▶ Things to do
(a) In the passage on Flink job cluster deployment, what are the two ways a ClusterClient was created?
(b) In the passage on Flink job cluster deployment, restate the paragraph that begins "Here is another inconsistency" more briefly.
(c) From the passage on Flink job cluster deployment, write out the portion starting with "create JobGraph -->" and going on through "supports from Flink.".

▶ Quoted passage
2) Deployment of job cluster couples job graph creation and cluster
deployment. Abstractly, from user job to a concrete submission, it requires

     create JobGraph --\

create ClusterClient -->  submit JobGraph

such a dependency. ClusterClient was created by deploying or retrieving.
JobGraph submission requires a compiled JobGraph and valid ClusterClient,
but the creation of ClusterClient is abstractly independent of that of
JobGraph. However, in job cluster mode, we deploy job cluster with a job
graph, which means we use another process:

create JobGraph --> deploy cluster with the JobGraph

Here is another inconsistency and downstream projects/client apis are
forced to handle different cases with rare supports from Flink.

Since we likely reached a consensus on

1. all configs gathered by Flink configuration and passed
2. execution environment knows all configs and handles execution(both
deployment and submission)

to the issues above I propose eliminating inconsistencies by following
approach:

1) CliFrontend should exactly be a front end, at least for "run" command.

▶ Supplied records
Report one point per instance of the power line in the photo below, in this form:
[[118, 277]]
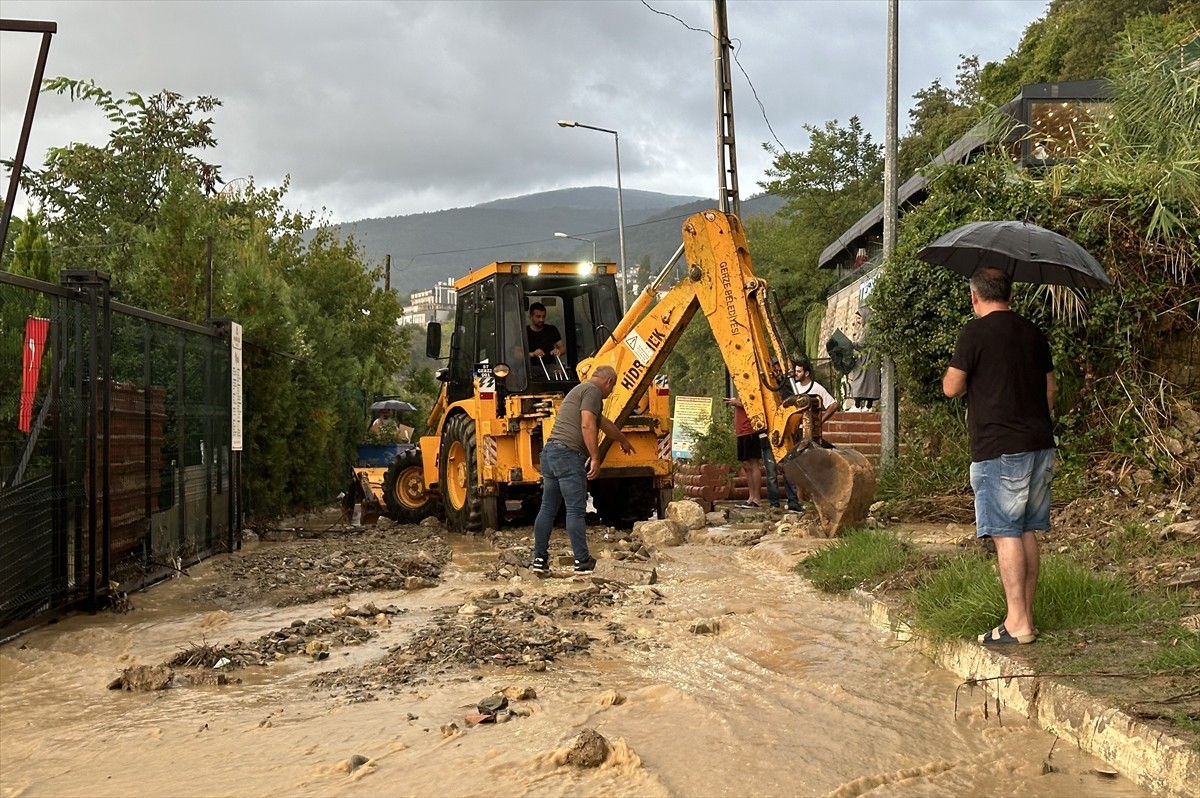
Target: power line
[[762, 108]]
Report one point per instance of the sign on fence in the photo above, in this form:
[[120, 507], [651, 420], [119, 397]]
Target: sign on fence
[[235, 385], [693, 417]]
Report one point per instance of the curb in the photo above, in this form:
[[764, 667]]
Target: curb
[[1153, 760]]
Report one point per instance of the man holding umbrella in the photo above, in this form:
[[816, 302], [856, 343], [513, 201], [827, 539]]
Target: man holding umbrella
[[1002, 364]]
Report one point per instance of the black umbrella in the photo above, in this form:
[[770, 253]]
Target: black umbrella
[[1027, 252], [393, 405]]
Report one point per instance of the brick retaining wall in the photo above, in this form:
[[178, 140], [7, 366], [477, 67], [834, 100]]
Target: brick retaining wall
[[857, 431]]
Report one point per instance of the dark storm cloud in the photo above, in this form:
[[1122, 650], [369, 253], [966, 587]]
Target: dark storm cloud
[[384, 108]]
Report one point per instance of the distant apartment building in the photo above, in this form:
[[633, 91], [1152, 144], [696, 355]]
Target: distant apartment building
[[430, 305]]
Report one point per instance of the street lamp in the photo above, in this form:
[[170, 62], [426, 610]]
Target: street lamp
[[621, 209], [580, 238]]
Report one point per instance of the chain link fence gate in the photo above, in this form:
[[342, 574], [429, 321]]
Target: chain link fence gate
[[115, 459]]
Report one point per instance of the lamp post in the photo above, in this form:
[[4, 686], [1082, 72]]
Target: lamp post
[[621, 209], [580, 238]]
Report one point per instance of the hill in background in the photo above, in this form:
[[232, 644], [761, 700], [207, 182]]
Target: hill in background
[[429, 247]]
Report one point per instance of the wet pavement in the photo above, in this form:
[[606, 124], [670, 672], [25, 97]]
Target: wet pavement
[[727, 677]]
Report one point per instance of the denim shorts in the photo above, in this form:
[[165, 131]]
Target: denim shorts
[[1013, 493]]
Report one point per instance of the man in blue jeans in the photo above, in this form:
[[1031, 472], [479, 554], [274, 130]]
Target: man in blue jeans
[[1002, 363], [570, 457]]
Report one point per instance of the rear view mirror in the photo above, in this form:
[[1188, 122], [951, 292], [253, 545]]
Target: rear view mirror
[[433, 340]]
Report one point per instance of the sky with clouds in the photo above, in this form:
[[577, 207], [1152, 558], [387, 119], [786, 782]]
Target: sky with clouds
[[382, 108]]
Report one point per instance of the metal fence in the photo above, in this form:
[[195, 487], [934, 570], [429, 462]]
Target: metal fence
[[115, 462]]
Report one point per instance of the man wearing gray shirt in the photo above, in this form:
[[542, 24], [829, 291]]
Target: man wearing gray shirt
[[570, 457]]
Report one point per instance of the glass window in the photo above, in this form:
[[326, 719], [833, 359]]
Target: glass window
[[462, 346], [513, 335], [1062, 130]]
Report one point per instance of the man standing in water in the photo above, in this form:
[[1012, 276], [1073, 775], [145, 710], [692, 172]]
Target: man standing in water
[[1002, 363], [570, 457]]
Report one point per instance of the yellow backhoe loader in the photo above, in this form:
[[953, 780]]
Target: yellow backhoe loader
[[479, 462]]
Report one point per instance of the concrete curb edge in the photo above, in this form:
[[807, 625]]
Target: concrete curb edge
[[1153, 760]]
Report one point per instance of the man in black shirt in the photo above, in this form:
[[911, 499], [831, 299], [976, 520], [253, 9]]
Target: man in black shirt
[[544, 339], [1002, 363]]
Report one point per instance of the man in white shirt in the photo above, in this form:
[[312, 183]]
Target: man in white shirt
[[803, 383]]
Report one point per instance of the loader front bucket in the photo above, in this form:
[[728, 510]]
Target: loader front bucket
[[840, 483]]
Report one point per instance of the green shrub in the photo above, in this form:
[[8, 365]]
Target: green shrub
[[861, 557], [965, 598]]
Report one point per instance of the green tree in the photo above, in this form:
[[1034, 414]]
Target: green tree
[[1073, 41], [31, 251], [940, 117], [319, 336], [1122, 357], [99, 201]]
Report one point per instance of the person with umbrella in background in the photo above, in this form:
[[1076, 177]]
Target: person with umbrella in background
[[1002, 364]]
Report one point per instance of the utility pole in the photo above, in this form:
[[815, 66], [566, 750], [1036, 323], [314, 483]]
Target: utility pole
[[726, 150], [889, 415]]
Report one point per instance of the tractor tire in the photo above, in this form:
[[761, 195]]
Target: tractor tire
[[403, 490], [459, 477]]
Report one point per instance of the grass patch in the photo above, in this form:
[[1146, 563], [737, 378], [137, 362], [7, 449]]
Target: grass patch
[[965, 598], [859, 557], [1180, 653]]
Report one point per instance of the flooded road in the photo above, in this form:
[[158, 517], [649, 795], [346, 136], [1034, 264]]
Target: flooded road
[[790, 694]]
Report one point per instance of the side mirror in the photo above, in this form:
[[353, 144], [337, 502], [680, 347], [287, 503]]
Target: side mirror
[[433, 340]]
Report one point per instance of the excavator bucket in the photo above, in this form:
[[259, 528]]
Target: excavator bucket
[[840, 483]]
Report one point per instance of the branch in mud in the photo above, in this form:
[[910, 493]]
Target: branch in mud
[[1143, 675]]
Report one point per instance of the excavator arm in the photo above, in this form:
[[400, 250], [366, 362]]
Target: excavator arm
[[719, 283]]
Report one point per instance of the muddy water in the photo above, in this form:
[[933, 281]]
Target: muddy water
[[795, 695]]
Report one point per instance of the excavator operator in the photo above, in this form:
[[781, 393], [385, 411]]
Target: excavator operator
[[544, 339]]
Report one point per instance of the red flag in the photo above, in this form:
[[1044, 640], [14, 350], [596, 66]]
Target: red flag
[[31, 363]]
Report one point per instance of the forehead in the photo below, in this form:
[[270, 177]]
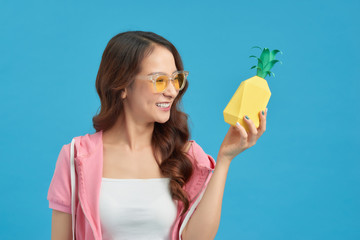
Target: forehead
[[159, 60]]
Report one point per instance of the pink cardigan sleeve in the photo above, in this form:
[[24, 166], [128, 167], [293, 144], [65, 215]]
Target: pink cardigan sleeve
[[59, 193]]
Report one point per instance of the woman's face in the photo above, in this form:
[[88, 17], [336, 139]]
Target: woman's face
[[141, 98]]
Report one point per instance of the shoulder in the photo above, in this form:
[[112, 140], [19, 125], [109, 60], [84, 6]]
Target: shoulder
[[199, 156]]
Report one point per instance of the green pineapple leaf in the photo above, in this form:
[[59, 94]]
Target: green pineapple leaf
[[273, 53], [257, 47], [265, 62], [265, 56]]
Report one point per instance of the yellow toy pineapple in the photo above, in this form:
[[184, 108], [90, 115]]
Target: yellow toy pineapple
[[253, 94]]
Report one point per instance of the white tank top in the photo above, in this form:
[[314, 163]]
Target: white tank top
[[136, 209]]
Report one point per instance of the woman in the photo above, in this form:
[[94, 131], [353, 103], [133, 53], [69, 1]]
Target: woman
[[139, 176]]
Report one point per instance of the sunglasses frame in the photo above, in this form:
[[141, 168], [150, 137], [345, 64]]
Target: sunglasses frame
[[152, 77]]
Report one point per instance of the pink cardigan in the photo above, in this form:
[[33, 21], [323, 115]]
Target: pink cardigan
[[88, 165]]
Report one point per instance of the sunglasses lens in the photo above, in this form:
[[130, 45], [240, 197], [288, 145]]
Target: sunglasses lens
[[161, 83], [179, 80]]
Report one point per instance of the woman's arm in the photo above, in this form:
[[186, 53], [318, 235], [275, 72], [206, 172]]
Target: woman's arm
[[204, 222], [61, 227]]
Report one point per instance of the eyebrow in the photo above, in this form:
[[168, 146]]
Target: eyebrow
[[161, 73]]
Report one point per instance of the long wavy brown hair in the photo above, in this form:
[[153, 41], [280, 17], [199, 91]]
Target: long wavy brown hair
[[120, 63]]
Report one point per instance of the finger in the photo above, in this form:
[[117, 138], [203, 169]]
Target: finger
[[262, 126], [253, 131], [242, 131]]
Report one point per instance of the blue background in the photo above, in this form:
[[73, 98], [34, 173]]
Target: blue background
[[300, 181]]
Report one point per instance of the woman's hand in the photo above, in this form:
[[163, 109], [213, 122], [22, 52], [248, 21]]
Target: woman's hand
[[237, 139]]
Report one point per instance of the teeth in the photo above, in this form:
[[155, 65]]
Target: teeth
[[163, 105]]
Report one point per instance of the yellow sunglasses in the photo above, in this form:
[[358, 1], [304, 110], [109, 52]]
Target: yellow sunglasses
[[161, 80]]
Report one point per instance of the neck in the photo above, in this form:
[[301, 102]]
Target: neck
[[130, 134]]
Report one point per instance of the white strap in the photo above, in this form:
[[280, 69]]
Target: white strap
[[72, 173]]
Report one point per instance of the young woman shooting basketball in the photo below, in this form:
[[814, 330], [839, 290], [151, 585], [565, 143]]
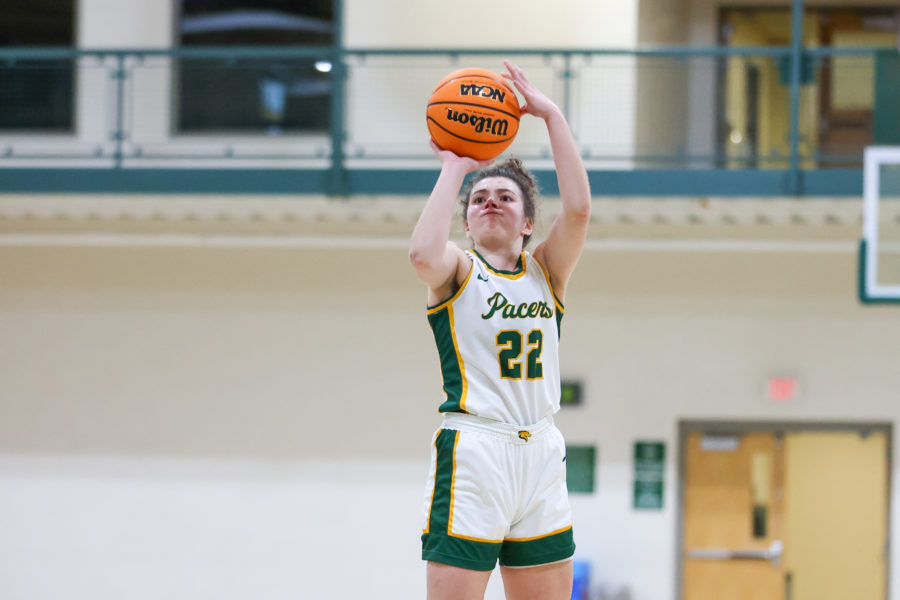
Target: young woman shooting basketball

▶ Answers provided
(a) A ClusterClient was created by deploying or retrieving.

(b) This is another inconsistency: downstream projects and client APIs must handle different cases with little support from Flink.

(c)
create JobGraph --> deploy cluster with the JobGraph

Here is another inconsistency and downstream projects/client apis are
forced to handle different cases with rare supports from Flink.